STATED GOAL → Your task is to write out the complete listing exactly as it is shown.

DATA EXCERPTS →
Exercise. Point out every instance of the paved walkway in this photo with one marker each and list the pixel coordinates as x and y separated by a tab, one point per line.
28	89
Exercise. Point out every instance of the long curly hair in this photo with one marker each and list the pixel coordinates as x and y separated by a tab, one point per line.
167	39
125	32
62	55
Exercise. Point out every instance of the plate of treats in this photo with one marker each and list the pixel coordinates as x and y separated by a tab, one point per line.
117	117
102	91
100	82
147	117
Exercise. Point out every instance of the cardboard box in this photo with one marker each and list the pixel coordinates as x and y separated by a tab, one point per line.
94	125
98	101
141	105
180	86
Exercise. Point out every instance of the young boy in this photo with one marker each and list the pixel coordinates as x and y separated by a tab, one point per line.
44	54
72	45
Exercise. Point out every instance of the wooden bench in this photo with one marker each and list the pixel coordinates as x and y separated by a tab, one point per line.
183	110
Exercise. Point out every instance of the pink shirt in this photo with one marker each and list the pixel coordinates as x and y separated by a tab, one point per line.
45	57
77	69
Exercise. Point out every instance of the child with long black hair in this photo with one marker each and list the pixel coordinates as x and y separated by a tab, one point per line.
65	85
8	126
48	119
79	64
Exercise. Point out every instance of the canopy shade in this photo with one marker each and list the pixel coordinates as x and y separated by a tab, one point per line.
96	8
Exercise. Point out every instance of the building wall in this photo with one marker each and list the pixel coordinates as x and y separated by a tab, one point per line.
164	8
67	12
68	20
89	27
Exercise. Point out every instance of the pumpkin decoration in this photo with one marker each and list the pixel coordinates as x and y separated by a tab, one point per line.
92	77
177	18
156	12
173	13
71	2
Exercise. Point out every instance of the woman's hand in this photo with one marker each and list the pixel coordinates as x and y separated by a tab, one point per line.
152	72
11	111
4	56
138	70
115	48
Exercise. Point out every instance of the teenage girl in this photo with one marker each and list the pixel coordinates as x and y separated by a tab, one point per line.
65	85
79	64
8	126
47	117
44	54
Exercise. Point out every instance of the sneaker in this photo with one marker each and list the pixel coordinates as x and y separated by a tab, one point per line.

CORRECT ANSWER →
Exercise. Point out every instance of the paved walkway in this photo with one marker each and list the pixel coordinates as x and y separated by a tab, one point per line.
28	89
Exercise. Point out every instance of the long curly hair in this photo with one marker each and list the pixel coordinates as x and y separated by a tab, one point per line.
167	39
125	32
62	55
Exercise. Point out every instance of the plate of treats in this photo with one marker each and list the pixel coordinates as x and y separated by a tab, one point per line.
117	117
102	91
100	82
147	117
Exercise. Point out every instance of the cardboard box in this photo with one marker each and list the pixel coordinates as x and y separated by a tab, one point per line.
94	125
98	101
141	105
180	86
Exercise. Point out every instance of the young boy in this photo with one marker each and list the pixel coordinates as x and y separated by a tab, one point per line.
44	54
72	45
Exercise. Point out every instance of the wooden bench in this photo with one marker each and list the pixel coordinates as x and y separated by a tab, one point per line.
183	110
Exercise. Point out every instance of the pink shirt in this photo with one marker each and list the pixel coordinates as x and y separated by a tab, one point per line.
45	57
77	69
Exercise. Point out every instance of the child with long black hair in this photo with one marker each and list the pixel coordinates as x and y separated by a tab, one point per line.
65	85
8	126
48	119
79	64
Exercise. Point out every instance of the canopy shade in this photo with one marker each and list the pixel coordinates as x and y separated by a tab, one point per line.
96	8
Exercise. Point out every instance of the building wall in this photo with one marker each and list the pixel coordinates as x and y separated by a tab, one point per line.
164	8
67	12
68	20
89	27
Exercise. Point out every instance of the pumpkin decoration in this photo with one marker each and list the pixel coordinates as x and y separated by a tab, one point per line.
92	77
177	18
156	12
173	13
71	2
Exercise. Point out every instance of the woman's hand in this photo with one marker each and list the pixel coordinates as x and y separated by a tab, one point per line.
152	72
11	111
4	56
138	70
115	48
Exercise. Point out every instance of the teenage girl in this photo with one marker each and list the pixel coordinates as x and y separated by a tab, one point per line.
65	85
79	64
8	126
47	117
44	54
Exercise. Point out every instance of the sneaker in this photo with one marker each and list the pixel coordinates as x and y separated by a tab, one point per line.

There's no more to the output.